§ **INSTRUCTION**
Rename "green ivy leaf" to "ivy leaf" throughout the items below, keeping every other part of the lines unchanged.

Recorded data:

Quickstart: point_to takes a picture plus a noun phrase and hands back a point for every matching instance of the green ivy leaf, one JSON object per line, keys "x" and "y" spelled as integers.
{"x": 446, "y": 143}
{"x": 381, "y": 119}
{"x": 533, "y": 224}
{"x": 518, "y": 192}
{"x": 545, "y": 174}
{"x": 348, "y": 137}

§ **WRITTEN REPLY**
Quickstart: point_to takes a picture plus a noun phrase and hands back a point for every matching instance of the ivy leaf, one JSON object per line, keys "x" and "y" spelled as integers.
{"x": 446, "y": 143}
{"x": 381, "y": 119}
{"x": 533, "y": 224}
{"x": 518, "y": 192}
{"x": 545, "y": 174}
{"x": 348, "y": 137}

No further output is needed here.